Lab 連結:Lab: Multithreading

Uthread: switching between threads (moderate)

In this exercise you will design the context switch mechanism for a user-level threading system, and then implement it. To get you started, your xv6 has two files user/uthread.c and user/uthread_switch.S, and a rule in the Makefile to build a uthread program. uthread.c contains most of a user-level threading package, and code for three simple test threads. The threading package is missing some of the code to create a thread and to switch between threads.

Your job is to come up with a plan to create threads and save/restore registers to switch between threads, and implement that plan. When you’re done, make grade should say that your solution passes the uthread test.

這一題要我們做的是在 User Program 的 level 再做出一個多個 thread 的層級

  • user/uthread.c: 先來看 data structure
/* Possible states of a thread: */
#define FREE        0x0
#define RUNNING     0x1
#define RUNNABLE    0x2

#define STACK_SIZE  8192
#define MAX_THREAD  4


struct thread {
  char       stack[STACK_SIZE]; /* the thread's stack */
  int        state;             /* FREE, RUNNING, RUNNABLE */
};
struct thread all_thread[MAX_THREAD];
struct thread *current_thread;
  • stack 可供我們儲存這個 stack 的相關資訊
    • 這裡功能的會是原先 memory layout 中的 stack
    • process_layout2.png
  • state 可代表 這個 state 的狀態,跟 proc.h 中的類似
  • 這裡的 thread 就很單純的用一個 fix-sized 的 array 存放
  • current_thread 代表當前所運行的 thread
extern void thread_switch(uint64, uint64);
  • extern 只是宣告,真正的 thread_switch 寫在 user/uthread_switch.S

接著看 main()

int 
main(int argc, char *argv[]) 
{
  a_started = b_started = c_started = 0;
  a_n = b_n = c_n = 0;
  thread_init();
  thread_create(thread_a);
  thread_create(thread_b);
  thread_create(thread_c);
  thread_schedule();
  exit(0);
}
  1. thread_init()
  2. thread_create()
  3. thread_schedule()
  • 先用 thread_init() 決定第一個運行的 thread
void 
thread_init(void)

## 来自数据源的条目
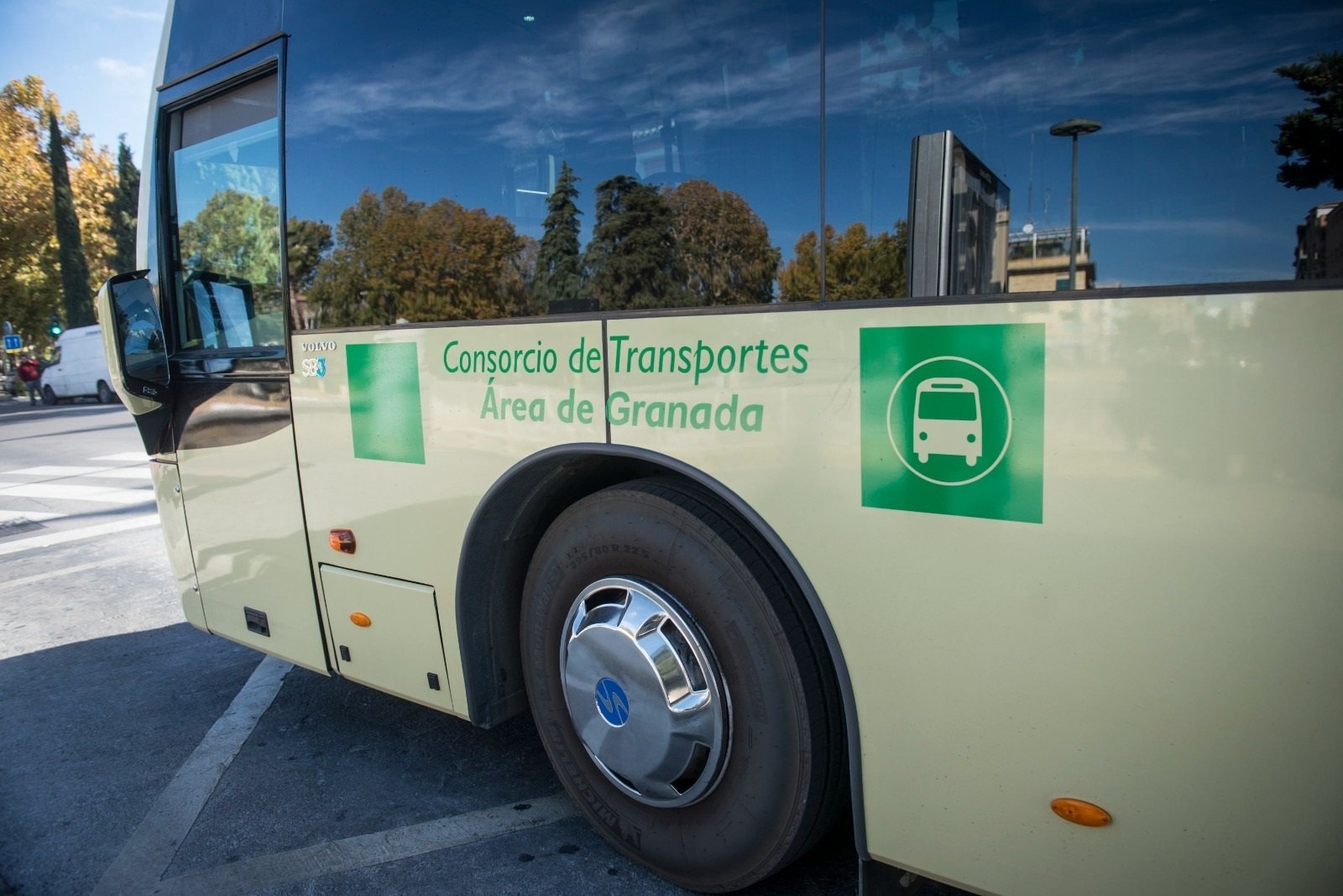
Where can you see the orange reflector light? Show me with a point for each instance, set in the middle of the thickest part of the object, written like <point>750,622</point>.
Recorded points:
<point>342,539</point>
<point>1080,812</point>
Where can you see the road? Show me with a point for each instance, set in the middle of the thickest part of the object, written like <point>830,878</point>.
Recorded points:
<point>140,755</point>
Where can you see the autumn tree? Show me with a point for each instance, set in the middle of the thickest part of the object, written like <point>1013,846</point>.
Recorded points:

## 小练习 1
请把这篇 xv6 线程笔记中从“In this exercise”到“switch between threads.”的这一段原样抄写下来。
## 小练习 2
根据这篇 xv6 线程笔记回答下面几个问题:
(a) STACK_SIZE 被定义成多少?
(b) thread_switch 真正写在哪个文件里?
(c) main() 里用 thread_create() 创建了哪几个线程?
## 小练习 3
接着这篇 xv6 线程笔记最后停下的地方往下写。

## 回答 1
In this exercise you will design the context switch mechanism for a user-level threading system, and then implement it. To get you started, your xv6 has two files user/uthread.c and user/uthread_switch.S, and a rule in the Makefile to build a uthread program. uthread.c contains most of a user-level threading package, and code for three simple test threads. The threading package is missing some of the code to create a thread and to switch between threads.

## 回答 2
(a) 8192
(b) user/uthread_switch.S
(c) thread_a、thread_b、thread_c

## 回答 3
{
  // main() is thread 0, which will make the first invocation to
  // thread_schedule().  it needs a stack so that the first thread_switch() can
  // save thread 0's state.  thread_schedule() won't run the main thread ever
  // again, because its state is set to RUNNING, and thread_schedule() selects
  // a RUNNABLE thread.
  current_thread = &all_thread[0];
  current_thread->state = RUNNING;
}
  • thread_create() 可以用一個 pointer to a function 作為參數
    • 這部份需要我們自行實做完成
void 
thread_create(void (*func)())
{
  struct thread *t;

  for (t = all_thread; t < all_thread + MAX_THREAD; t++) {
    if (t->state == FREE) break;
  }
  t->state = RUNNABLE;
  // YOUR CODE HERE
}
  • thread_schedule(): 可以持續的更換不同的 thread 執行
void 
thread_schedule(void)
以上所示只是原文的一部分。